[Collected data entries]
◇ ◇ ◇

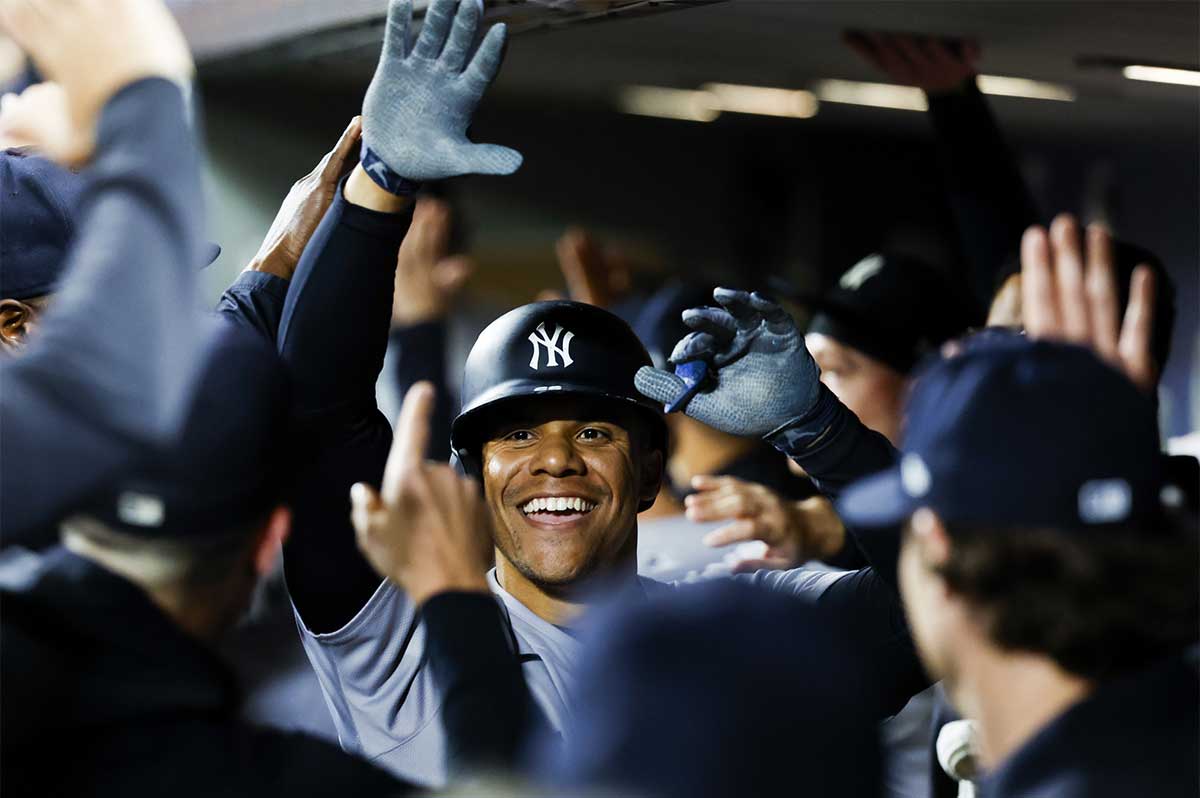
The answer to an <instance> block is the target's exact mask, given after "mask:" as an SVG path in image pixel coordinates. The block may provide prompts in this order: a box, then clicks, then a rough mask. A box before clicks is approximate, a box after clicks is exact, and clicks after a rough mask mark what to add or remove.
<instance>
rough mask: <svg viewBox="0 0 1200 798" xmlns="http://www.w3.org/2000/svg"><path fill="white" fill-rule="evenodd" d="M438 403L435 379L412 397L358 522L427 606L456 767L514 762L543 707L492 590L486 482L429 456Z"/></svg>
mask: <svg viewBox="0 0 1200 798" xmlns="http://www.w3.org/2000/svg"><path fill="white" fill-rule="evenodd" d="M434 401H436V397H434V395H433V389H432V386H431V385H430V384H428V383H418V384H416V385H414V386H413V389H412V390H410V391H409V392H408V395H407V396H406V397H404V404H403V407H402V408H401V412H400V420H398V421H397V424H396V439H395V443H394V444H392V449H391V454H390V456H389V457H388V466H386V469H385V472H384V476H383V482H382V488H380V492H379V493H377V492H376V491H374V490H373V488H371V487H370V486H367V485H355V486H354V515H353V517H354V528H355V530H356V534H358V542H359V547H360V548H361V550H362V553H364V554H365V556H366V559H367V560H370V563H371V565H372V566H373V568H374V570H376V571H377V572H378V574H379V575H380V576H382V577H384V578H386V580H389V581H390V582H392V583H394V584H395V586H396V587H398V588H400V589H401V590H403V593H404V594H406V595H407V596H408V598H409V600H412V601H413V604H414V605H415V606H416V607H418V608H419V611H420V612H421V613H422V620H424V623H425V629H426V635H427V646H428V649H427V650H428V661H430V666H431V667H432V670H433V676H434V679H437V682H438V683H439V688H440V690H442V695H443V710H442V719H443V722H444V724H445V730H446V740H448V746H449V758H450V769H451V772H457V773H462V772H463V770H472V769H476V768H485V767H512V766H514V764H515V763H516V758H517V755H518V752H520V750H521V748H522V742H523V740H524V739H526V737H527V736H528V734H529V733H530V731H532V725H533V724H534V722H536V720H538V719H539V718H540V713H539V712H538V710H536V708H535V706H534V703H533V701H532V698H530V696H529V691H528V688H527V686H526V682H524V676H523V673H522V672H521V662H520V660H518V659H517V653H516V648H515V646H514V642H512V637H511V632H510V631H509V629H508V624H506V623H505V619H504V617H503V614H502V613H500V610H499V606H498V605H497V601H496V599H494V598H493V596H492V595H491V592H490V590H488V588H487V578H486V571H487V568H488V565H490V564H491V560H492V556H493V554H492V533H491V520H490V516H488V509H487V505H486V503H485V502H484V499H482V496H481V493H480V488H479V485H478V482H475V481H474V480H472V479H469V478H466V476H461V475H458V474H457V473H456V472H455V470H454V468H451V467H450V466H446V464H438V463H432V462H427V461H426V460H425V451H426V449H427V448H428V439H430V436H431V430H430V421H431V419H432V414H433V404H434Z"/></svg>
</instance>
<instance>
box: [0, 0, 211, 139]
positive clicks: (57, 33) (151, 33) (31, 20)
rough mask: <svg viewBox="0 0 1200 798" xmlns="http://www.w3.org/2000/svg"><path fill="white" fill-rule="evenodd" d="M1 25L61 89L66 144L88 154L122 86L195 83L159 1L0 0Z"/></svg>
mask: <svg viewBox="0 0 1200 798" xmlns="http://www.w3.org/2000/svg"><path fill="white" fill-rule="evenodd" d="M0 28H4V30H5V31H6V32H7V34H8V35H10V36H11V37H12V38H13V41H16V42H17V46H18V47H20V48H22V49H23V50H24V52H25V53H26V54H28V55H29V56H30V58H31V59H32V60H34V64H36V65H37V68H38V71H40V72H41V73H42V74H43V76H44V77H46V79H47V80H52V82H55V83H58V84H60V85H61V86H62V89H64V91H65V92H66V97H67V107H68V110H70V114H68V118H70V120H71V125H72V128H73V130H72V132H71V133H70V134H68V136H66V140H70V142H72V143H74V145H76V146H79V144H80V143H83V145H85V149H86V154H88V155H89V156H90V152H91V148H92V142H94V140H95V131H96V121H97V119H98V116H100V112H101V109H102V108H103V107H104V104H106V103H107V102H108V100H109V98H110V97H112V96H113V95H114V94H116V92H118V91H119V90H120V89H122V88H124V86H126V85H128V84H131V83H133V82H136V80H140V79H142V78H150V77H161V78H167V79H169V80H174V82H176V83H179V84H181V85H182V84H186V83H188V82H190V80H191V78H192V72H193V65H192V55H191V53H190V52H188V49H187V43H186V42H185V41H184V35H182V34H181V32H180V30H179V25H178V24H175V18H174V17H172V14H170V12H169V11H167V6H166V5H164V4H163V2H162V0H0ZM68 152H72V154H74V155H77V154H78V150H68Z"/></svg>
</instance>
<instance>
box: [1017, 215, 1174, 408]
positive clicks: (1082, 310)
mask: <svg viewBox="0 0 1200 798" xmlns="http://www.w3.org/2000/svg"><path fill="white" fill-rule="evenodd" d="M1117 296H1118V294H1117V281H1116V265H1115V263H1114V256H1112V238H1111V236H1110V235H1109V232H1108V230H1106V229H1104V227H1102V226H1099V224H1091V226H1088V228H1087V254H1086V265H1085V256H1084V244H1082V236H1081V235H1080V230H1079V223H1078V222H1076V221H1075V217H1074V216H1072V215H1069V214H1060V215H1058V216H1057V217H1055V220H1054V223H1051V226H1050V233H1049V234H1046V230H1045V228H1043V227H1038V226H1033V227H1031V228H1028V229H1027V230H1025V236H1024V238H1022V239H1021V313H1022V316H1024V320H1025V331H1026V334H1027V335H1028V336H1030V337H1031V338H1048V340H1054V341H1067V342H1070V343H1078V344H1080V346H1085V347H1088V348H1091V349H1093V350H1094V352H1096V354H1098V355H1099V356H1100V358H1103V359H1104V360H1106V361H1109V362H1110V364H1112V366H1114V367H1115V368H1117V370H1120V371H1121V372H1123V373H1124V374H1126V376H1127V377H1128V378H1129V379H1130V380H1132V382H1133V383H1134V385H1136V386H1138V388H1140V389H1141V390H1144V391H1146V392H1147V394H1150V392H1153V391H1154V386H1156V385H1157V384H1158V365H1157V364H1156V362H1154V356H1153V354H1152V350H1151V338H1152V334H1153V316H1154V272H1153V271H1152V270H1151V268H1150V266H1148V265H1146V264H1141V265H1139V266H1138V268H1136V269H1134V270H1133V276H1132V278H1130V284H1129V305H1128V307H1127V308H1126V312H1124V322H1123V323H1122V322H1121V308H1120V307H1118V306H1117V305H1118V299H1117Z"/></svg>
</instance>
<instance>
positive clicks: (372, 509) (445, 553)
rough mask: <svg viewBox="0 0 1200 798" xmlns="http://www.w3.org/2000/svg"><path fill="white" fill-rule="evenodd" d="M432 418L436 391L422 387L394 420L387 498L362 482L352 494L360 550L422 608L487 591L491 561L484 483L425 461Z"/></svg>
mask: <svg viewBox="0 0 1200 798" xmlns="http://www.w3.org/2000/svg"><path fill="white" fill-rule="evenodd" d="M432 412H433V386H432V385H430V384H428V383H416V384H415V385H413V388H412V389H410V390H409V391H408V395H407V396H404V403H403V406H402V408H401V412H400V420H398V421H397V422H396V438H395V440H394V443H392V446H391V454H390V455H389V456H388V466H386V468H385V469H384V475H383V493H382V496H380V494H378V493H376V492H374V491H373V490H372V488H371V487H368V486H367V485H364V484H361V482H360V484H358V485H355V486H354V487H353V488H352V491H350V503H352V520H353V522H354V529H355V532H356V533H358V544H359V550H360V551H361V552H362V554H364V556H365V557H366V558H367V562H370V563H371V566H372V568H374V570H376V571H378V574H379V575H380V576H383V577H384V578H386V580H389V581H391V582H392V583H394V584H396V586H397V587H400V588H401V589H402V590H404V593H407V594H408V596H409V599H412V600H413V602H414V604H416V605H418V606H420V605H422V604H425V601H426V600H427V599H430V598H431V596H433V595H437V594H438V593H444V592H448V590H462V592H479V593H486V592H487V578H486V576H485V575H486V572H487V568H488V565H490V563H491V562H492V556H493V554H492V535H491V524H490V521H488V515H487V506H486V505H485V503H484V500H482V498H481V497H480V494H479V486H478V484H476V482H475V481H474V480H472V479H468V478H466V476H461V475H458V474H457V473H456V472H455V470H454V469H452V468H451V467H450V466H446V464H440V463H432V462H426V461H425V451H426V446H427V444H428V438H430V415H431V414H432Z"/></svg>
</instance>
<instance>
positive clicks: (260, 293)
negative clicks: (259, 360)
mask: <svg viewBox="0 0 1200 798" xmlns="http://www.w3.org/2000/svg"><path fill="white" fill-rule="evenodd" d="M287 296H288V281H287V280H284V278H283V277H278V276H276V275H269V274H266V272H263V271H244V272H241V274H240V275H238V278H236V280H234V281H233V284H232V286H229V288H227V289H226V292H224V293H223V294H221V300H220V301H218V302H217V313H220V314H221V316H222V317H223V318H224V319H226V320H227V322H229V323H230V324H235V325H238V326H242V328H246V329H250V330H253V331H254V332H258V334H259V335H260V336H263V337H264V338H266V340H268V341H270V342H271V343H272V344H274V343H275V340H276V337H277V336H278V332H280V322H281V320H282V319H283V302H284V301H286V300H287Z"/></svg>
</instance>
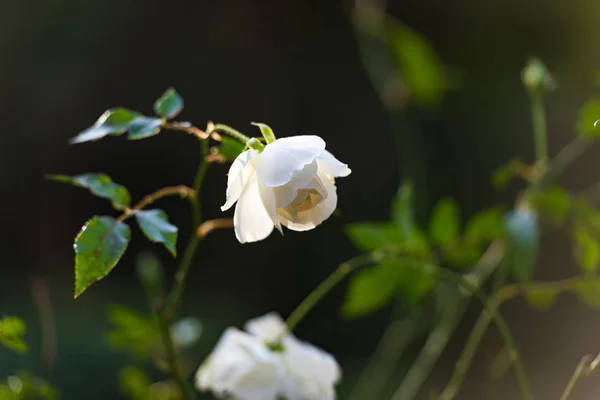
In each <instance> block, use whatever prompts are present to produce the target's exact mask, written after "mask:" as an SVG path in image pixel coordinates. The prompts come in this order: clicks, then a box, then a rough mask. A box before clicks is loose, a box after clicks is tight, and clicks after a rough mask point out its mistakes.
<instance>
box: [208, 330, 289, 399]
mask: <svg viewBox="0 0 600 400" xmlns="http://www.w3.org/2000/svg"><path fill="white" fill-rule="evenodd" d="M278 363H279V360H278V359H277V357H276V355H275V354H274V353H272V352H271V351H270V350H269V349H268V348H267V347H266V346H265V345H264V344H263V343H262V342H261V341H260V340H257V339H256V337H254V336H252V335H249V334H247V333H245V332H242V331H240V330H238V329H236V328H228V329H227V330H226V331H225V333H223V336H221V339H220V340H219V342H218V343H217V346H216V347H215V349H214V350H213V352H212V353H211V354H210V356H209V357H208V359H207V360H206V361H205V362H204V363H203V364H202V365H201V366H200V368H199V369H198V372H197V373H196V387H197V388H198V390H201V391H208V390H211V391H212V392H213V393H214V394H215V396H220V397H221V398H228V396H234V398H235V399H238V400H274V399H275V398H276V396H277V393H278V391H279V385H280V383H279V382H280V381H281V376H280V373H281V367H280V366H279V365H278Z"/></svg>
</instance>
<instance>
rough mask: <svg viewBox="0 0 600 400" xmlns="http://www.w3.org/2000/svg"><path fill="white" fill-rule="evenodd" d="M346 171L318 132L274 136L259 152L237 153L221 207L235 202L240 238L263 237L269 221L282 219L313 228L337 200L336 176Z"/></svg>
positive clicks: (328, 215)
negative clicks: (276, 137) (329, 149)
mask: <svg viewBox="0 0 600 400" xmlns="http://www.w3.org/2000/svg"><path fill="white" fill-rule="evenodd" d="M350 172H351V171H350V169H349V168H348V166H347V165H346V164H344V163H342V162H340V161H338V160H337V159H336V158H335V157H334V156H333V155H332V154H331V153H329V152H328V151H327V150H325V141H323V139H321V138H320V137H318V136H292V137H288V138H282V139H277V140H275V141H274V142H273V143H270V144H267V146H266V147H265V149H264V150H263V151H262V152H258V151H257V150H253V149H251V150H247V151H245V152H243V153H242V154H240V155H239V156H238V157H237V158H236V159H235V161H234V162H233V164H232V165H231V168H230V169H229V175H228V179H227V192H226V195H227V200H226V202H225V204H224V205H223V207H221V210H222V211H225V210H228V209H229V208H231V207H232V206H233V205H234V204H235V203H236V202H237V205H236V207H235V215H234V225H235V235H236V237H237V239H238V240H239V241H240V242H241V243H246V242H256V241H258V240H262V239H264V238H266V237H267V236H269V235H270V234H271V232H272V231H273V227H276V228H277V229H278V230H279V231H280V232H281V231H282V228H281V226H282V225H283V226H286V227H287V228H288V229H291V230H295V231H306V230H309V229H313V228H314V227H316V226H317V225H319V224H320V223H321V222H323V221H324V220H326V219H327V218H329V216H330V215H331V214H332V213H333V211H334V210H335V208H336V206H337V193H336V187H335V180H334V178H336V177H344V176H348V175H349V174H350Z"/></svg>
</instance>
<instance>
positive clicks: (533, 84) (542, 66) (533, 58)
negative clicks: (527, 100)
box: [521, 57, 556, 91]
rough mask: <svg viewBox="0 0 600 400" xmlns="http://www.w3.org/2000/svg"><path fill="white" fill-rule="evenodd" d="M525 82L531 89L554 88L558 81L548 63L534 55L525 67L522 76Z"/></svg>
mask: <svg viewBox="0 0 600 400" xmlns="http://www.w3.org/2000/svg"><path fill="white" fill-rule="evenodd" d="M521 78H522V80H523V84H524V85H525V87H526V88H527V89H529V90H539V89H541V90H544V91H550V90H554V88H555V87H556V83H555V82H554V79H552V76H551V75H550V72H548V68H546V65H544V63H543V62H542V60H540V59H539V58H537V57H533V58H532V59H531V60H529V63H527V65H526V66H525V68H524V69H523V73H522V76H521Z"/></svg>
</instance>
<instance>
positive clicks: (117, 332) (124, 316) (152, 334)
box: [105, 304, 160, 361]
mask: <svg viewBox="0 0 600 400" xmlns="http://www.w3.org/2000/svg"><path fill="white" fill-rule="evenodd" d="M107 316H108V319H109V321H110V322H111V323H112V324H113V325H114V328H113V329H112V330H111V331H109V332H107V334H106V337H105V339H106V343H107V344H108V346H109V347H110V348H111V349H113V350H120V351H125V352H127V353H128V354H129V355H131V356H132V357H134V358H135V359H137V360H139V361H144V360H148V359H150V358H151V357H152V356H153V355H154V353H155V352H156V349H157V348H159V347H160V331H159V328H158V325H157V321H156V319H155V318H154V317H153V316H152V315H146V314H140V313H138V312H137V311H135V310H133V309H131V308H128V307H125V306H121V305H118V304H113V305H110V306H109V307H108V309H107Z"/></svg>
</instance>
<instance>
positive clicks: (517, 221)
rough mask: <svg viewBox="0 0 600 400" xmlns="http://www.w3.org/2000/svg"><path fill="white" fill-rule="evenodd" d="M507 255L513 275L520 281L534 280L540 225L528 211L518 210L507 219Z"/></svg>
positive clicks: (506, 252) (537, 220) (538, 246)
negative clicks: (533, 277)
mask: <svg viewBox="0 0 600 400" xmlns="http://www.w3.org/2000/svg"><path fill="white" fill-rule="evenodd" d="M504 227H505V232H506V255H505V258H504V260H505V262H506V263H508V266H509V268H510V271H511V272H512V275H513V276H514V277H515V278H516V279H517V280H520V281H526V280H529V279H531V278H532V276H533V272H534V269H535V262H536V259H537V253H538V247H539V235H540V232H539V224H538V220H537V217H536V215H535V214H534V213H533V212H532V211H531V210H528V209H517V210H515V211H512V212H511V213H509V214H508V215H507V217H506V218H505V224H504Z"/></svg>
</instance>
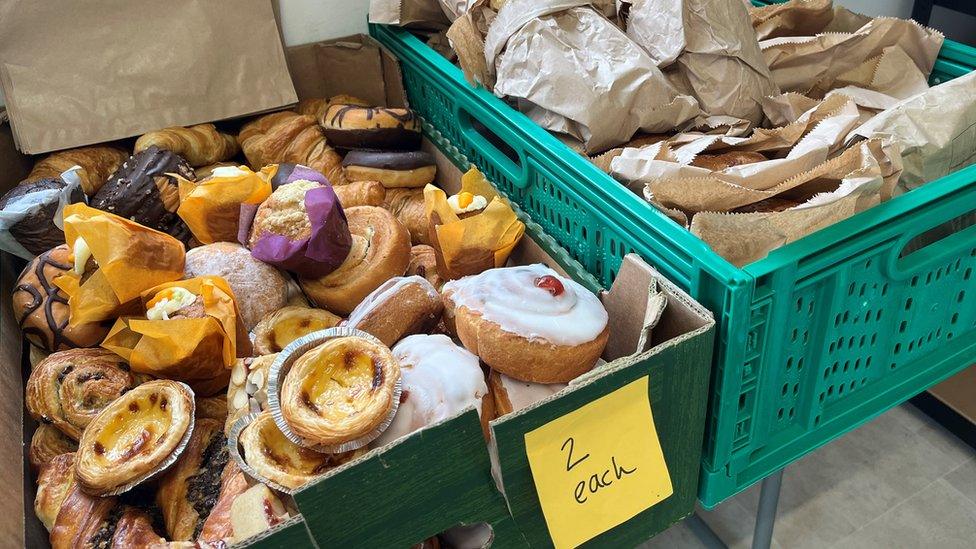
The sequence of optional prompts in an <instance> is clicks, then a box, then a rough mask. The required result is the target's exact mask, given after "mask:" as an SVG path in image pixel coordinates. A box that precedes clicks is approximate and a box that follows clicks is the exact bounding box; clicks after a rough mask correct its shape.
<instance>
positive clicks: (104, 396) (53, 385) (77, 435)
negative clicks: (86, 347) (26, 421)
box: [25, 349, 150, 440]
mask: <svg viewBox="0 0 976 549" xmlns="http://www.w3.org/2000/svg"><path fill="white" fill-rule="evenodd" d="M147 379H150V378H148V376H144V375H140V374H134V373H132V372H131V371H129V366H128V364H126V363H125V361H124V360H122V358H120V357H119V356H118V355H116V354H115V353H112V352H111V351H106V350H105V349H71V350H68V351H58V352H57V353H52V354H51V355H50V356H48V357H47V358H46V359H44V360H42V361H41V362H40V363H38V365H37V367H36V368H34V371H32V372H31V375H30V377H29V378H28V379H27V395H26V397H25V400H26V402H25V404H26V405H27V411H28V412H30V415H31V417H33V418H34V419H36V420H38V421H42V422H44V423H47V424H49V425H53V426H54V427H57V428H58V429H59V430H60V431H61V432H62V433H64V434H65V435H67V436H69V437H71V438H72V439H74V440H78V439H79V438H80V437H81V432H82V431H84V429H85V427H87V426H88V424H89V423H90V422H91V421H92V419H94V418H95V416H96V415H98V413H99V412H101V411H102V409H103V408H105V407H106V406H108V404H109V403H111V402H112V401H114V400H115V399H117V398H119V397H120V396H122V394H123V393H125V392H126V391H128V390H129V389H132V388H133V387H135V386H136V385H138V384H139V383H141V382H143V381H145V380H147Z"/></svg>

◇ ◇ ◇

> **Task goal**
Apply a filter for "given" to the entries and show each line that passes.

> **Task output**
The answer to an <instance> block is the target's exact mask, given after "mask:" as an SVG path in image pixel coordinates. The block may provide prompts in this order: a box, then clicks, then a rough mask. A box before clicks is approximate, a box after clicks is exact, and clicks after a rough mask mark what to add or remove.
The sequence of optional prompts in an <instance> is clicks, then a box, then a rough mask. The required result is the target's exact mask, given after "mask:" as an SVG path in image pixel coordinates. A box that precedes clicks is approximate and a box that follows clicks is the exact bounding box; clicks after a rough mask correct its shape.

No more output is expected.